### Selected extract

BEGIN

According to the Wall Street Journal, around 150 public companies have tapped nearly $600 million in loans from the PPP. ‘
In updated guidance issued Thursday, the Treasury Department said it was “unlikely that a public company with substantial market value and access to capital markets” would be able to demonstrate that a government-backed loan was necessary for it to support its ongoing business. –WSJ
Another public company, Shake Shack, Inc., was the largest recipient of funds despite their $1.7 billion market cap.
Around two dozen of the public companies have more than 500 employees, while approximately 1/3 had over $100 million in annual revenue for their last fiscal year.
The program had a $10 million loan limit but big hotel and restaurant businesses were able to apply through multiple subsidiaries as long as each location employed 500 or fewer people. One hotelier received approval for nearly $60 million in loans by applying through three public companies.

END

### Record extracts

BEGIN

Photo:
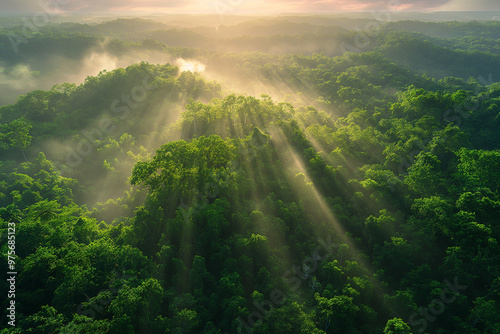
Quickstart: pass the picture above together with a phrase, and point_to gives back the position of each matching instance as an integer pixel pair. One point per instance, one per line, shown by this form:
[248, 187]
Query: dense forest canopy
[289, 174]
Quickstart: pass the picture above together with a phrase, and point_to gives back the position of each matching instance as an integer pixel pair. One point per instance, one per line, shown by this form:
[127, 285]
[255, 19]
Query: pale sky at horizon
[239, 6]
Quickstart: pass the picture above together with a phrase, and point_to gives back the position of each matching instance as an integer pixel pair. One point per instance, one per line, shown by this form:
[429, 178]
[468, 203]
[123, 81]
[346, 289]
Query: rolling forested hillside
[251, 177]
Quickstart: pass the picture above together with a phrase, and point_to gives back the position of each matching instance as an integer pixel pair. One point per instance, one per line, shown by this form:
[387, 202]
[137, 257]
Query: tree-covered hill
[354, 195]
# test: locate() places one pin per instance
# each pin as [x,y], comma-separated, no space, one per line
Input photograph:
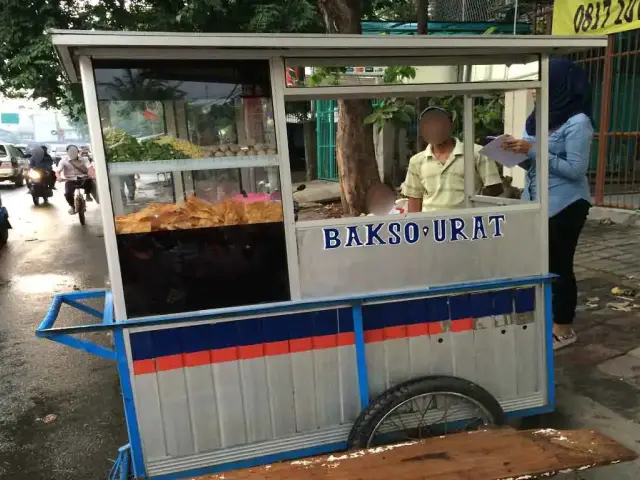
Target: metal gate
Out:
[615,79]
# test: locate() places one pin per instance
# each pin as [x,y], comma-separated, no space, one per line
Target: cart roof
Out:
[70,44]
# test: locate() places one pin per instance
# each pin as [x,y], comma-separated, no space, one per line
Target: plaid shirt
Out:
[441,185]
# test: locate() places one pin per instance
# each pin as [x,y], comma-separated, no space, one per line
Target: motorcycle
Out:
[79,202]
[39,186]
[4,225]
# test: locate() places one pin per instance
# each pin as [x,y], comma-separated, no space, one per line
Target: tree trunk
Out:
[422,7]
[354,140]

END

### Tasks for this exercise
1 - Please extract the part of the PPP loan excerpt starting at "Around two dozen" and ending at "last fiscal year.".
2 - Summarize the PPP loan excerpt in two sentences.

### Exercise results
1 -
Around two dozen of the public companies have more than 500 employees, while approximately 1/3 had over $100 million in annual revenue for their last fiscal year.

2 - According to the Wall Street Journal, around 150 public companies have tapped nearly $600 million in PPP loans, though the Treasury Department said public companies with substantial market value and access to capital markets were unlikely to show the loans were necessary. Shake Shack, Inc. was the largest recipient of funds despite its $1.7 billion market cap, and big hotel and restaurant businesses got around the program's $10 million loan limit by applying through multiple subsidiaries.